## Problem requirements:
Please reproduce the items below, swapping each "instance" for "occurrence" and leaving everything else unchanged.

(Stored records)
╔══

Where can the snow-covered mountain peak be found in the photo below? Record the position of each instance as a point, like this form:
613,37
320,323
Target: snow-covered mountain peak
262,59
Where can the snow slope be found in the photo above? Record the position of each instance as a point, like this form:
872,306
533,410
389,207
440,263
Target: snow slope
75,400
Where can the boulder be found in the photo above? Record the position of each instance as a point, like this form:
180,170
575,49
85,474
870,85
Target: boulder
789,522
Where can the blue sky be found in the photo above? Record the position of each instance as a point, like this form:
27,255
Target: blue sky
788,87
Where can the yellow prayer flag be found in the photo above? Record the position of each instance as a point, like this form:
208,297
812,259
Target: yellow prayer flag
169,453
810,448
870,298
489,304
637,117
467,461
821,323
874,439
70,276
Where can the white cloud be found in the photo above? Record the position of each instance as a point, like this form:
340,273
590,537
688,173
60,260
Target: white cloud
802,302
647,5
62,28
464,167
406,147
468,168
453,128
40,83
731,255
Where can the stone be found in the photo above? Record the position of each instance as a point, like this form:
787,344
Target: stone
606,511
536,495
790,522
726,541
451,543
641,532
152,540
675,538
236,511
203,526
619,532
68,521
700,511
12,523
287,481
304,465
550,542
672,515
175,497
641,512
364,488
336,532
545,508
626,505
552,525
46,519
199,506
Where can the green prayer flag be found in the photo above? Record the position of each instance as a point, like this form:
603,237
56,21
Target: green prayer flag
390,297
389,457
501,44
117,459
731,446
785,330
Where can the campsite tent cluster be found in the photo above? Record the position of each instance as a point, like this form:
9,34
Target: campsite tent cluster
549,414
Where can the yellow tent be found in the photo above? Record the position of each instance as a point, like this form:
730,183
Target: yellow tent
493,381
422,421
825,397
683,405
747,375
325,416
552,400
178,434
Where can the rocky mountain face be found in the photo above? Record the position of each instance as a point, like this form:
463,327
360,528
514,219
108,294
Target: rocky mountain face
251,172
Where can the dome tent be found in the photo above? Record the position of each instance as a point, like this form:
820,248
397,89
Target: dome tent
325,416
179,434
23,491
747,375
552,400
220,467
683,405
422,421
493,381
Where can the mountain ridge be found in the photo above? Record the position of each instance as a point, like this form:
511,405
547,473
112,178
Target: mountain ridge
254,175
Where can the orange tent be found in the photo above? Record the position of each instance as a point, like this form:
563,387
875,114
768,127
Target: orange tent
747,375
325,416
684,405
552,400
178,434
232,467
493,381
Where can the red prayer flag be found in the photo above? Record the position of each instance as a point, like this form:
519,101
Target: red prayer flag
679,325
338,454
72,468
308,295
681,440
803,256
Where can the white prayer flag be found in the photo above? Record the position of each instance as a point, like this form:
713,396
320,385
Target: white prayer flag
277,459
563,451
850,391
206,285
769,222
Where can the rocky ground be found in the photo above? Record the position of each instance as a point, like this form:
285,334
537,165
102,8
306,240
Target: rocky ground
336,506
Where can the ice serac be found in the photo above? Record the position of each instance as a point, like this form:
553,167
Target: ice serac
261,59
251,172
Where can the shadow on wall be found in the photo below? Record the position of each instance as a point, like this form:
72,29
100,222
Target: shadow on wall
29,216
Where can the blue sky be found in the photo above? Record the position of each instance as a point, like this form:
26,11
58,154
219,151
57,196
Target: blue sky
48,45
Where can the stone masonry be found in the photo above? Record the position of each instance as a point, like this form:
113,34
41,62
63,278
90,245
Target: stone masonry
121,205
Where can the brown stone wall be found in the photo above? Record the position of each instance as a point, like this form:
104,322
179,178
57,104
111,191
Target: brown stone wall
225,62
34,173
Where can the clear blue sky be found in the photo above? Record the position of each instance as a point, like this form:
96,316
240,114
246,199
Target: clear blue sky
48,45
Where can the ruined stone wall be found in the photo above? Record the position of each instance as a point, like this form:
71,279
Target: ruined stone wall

╚══

## Output of the exercise:
Where can the snow-covered mountain peak be found in the photo below? Record the position of each occurrence as a point, like this form:
613,37
320,323
Target: snow-covered mountain peak
262,59
Where can the snow slope be found in the photo above? Record the position of each occurrence as a point, like this form:
872,306
533,410
389,207
440,263
Target: snow slope
75,400
Where can the boulder be found in the photo above? Record the position of each occurrence as a point, like this form:
180,170
575,49
85,474
870,85
Target: boulder
789,522
Where can the blue sky be found in the photo above? Record the position of each occurrence as a point, like this form:
27,255
Target: blue sky
788,87
Where can the yellow prayer flag be found in the photo above? Record the position of each occurrence as a point, like this form:
208,297
812,259
Target: yellow prayer flag
169,453
810,448
870,298
489,304
637,117
467,461
821,323
874,439
70,276
Where can the white cloud be found in the photo above? Record the position of each occurrence as a point, like this form:
340,273
590,537
688,173
60,260
Target: white cloud
802,302
647,5
62,28
464,167
406,147
468,168
453,128
40,83
731,255
Where can the stone be found in the photo above? Record the position of each occurrence as a point, like this form:
787,344
Target: stone
606,511
536,495
790,522
726,541
451,543
641,532
152,540
675,538
236,511
203,526
619,532
68,521
700,511
12,523
287,481
304,465
550,542
672,515
175,497
641,512
364,488
336,532
545,508
626,505
552,525
46,519
199,506
Where can the green prayer flag be found in the photo above? Record the position of each occurrence as a point, like this form:
603,237
56,21
Target: green prayer flag
390,297
389,457
501,44
117,459
731,446
785,330
Where can the campsite tent cluster be found in the photo above? Record the position of each occurrence as a point, like this form:
9,34
Target: campsite tent cluster
549,414
Where can the yellow tent be found in the photo above? Record the position of each occurrence as a point, like this form:
730,183
Target: yellow tent
493,381
422,421
825,397
683,405
747,375
325,416
552,400
178,434
Where can the rocky mountain face be found in the photo above? Record the position of each occurrence as a point, like this form:
463,327
360,528
514,219
108,294
Target: rocky mountain face
251,172
Where can the dome tent be found in the photo above? Record the position of each occurrence as a point, like this form:
820,248
397,89
Target: dome tent
325,416
179,434
23,491
747,375
552,400
220,467
683,405
422,421
493,381
Where can the mountain ridge be found in the photo above? Record the position of each occurrence as a point, like this form:
511,405
547,473
112,178
Target: mountain ridge
254,175
Where can the orange tent be found in the photo above? Record the position of each occurrence as a point, like this form:
563,387
875,114
768,127
Target: orange tent
747,375
325,416
684,405
552,400
178,434
232,467
493,381
Where can the red prayer flag be found in the photo above? Record the position of each occurrence as a point, like this form:
519,101
Target: red prayer flag
679,325
338,454
72,468
308,295
681,440
803,256
Where can the white prayer flag be found in the photo above? Record the position of each occurrence as a point, like this form:
713,396
320,385
Target: white prayer flag
277,459
563,451
850,391
206,285
769,222
Where can the rocky ground be found in the photo above? Record the position of each occurrence as a point, like this form:
285,334
537,165
102,8
306,240
Target: rocky ground
336,506
Where can the ice serac be found in the photo above? Record the position of each occurrence as a point, like this form:
553,167
Target: ice serac
261,59
251,172
Where can the shadow on wall be found in the photo below? Record the position of each occurrence as a point, like this form:
72,29
100,222
Target: shadow on wall
29,216
Where can the blue sky be found in the photo above? Record the position of each occurrence as a point, like this form:
26,11
58,154
219,151
57,196
Target: blue sky
48,45
Where can the stone masonry be found in the photo above? Record the position of each occurrence as a point, like this form:
113,34
41,62
63,278
90,245
Target: stone masonry
121,205
Where can the brown stone wall be found in the photo above? Record the position of each occurrence as a point, like this form:
104,322
179,178
57,104
111,191
Target: brown stone wall
225,62
34,173
Where can the clear blue sky be found in the photo above? Record the position of each occurrence as a point, like this form:
96,316
240,114
246,199
Target: clear blue sky
48,45
Where can the ruined stone wall be found in the photo above? Record the position of each occurrence as a point, like this form:
71,279
Target: ruined stone wall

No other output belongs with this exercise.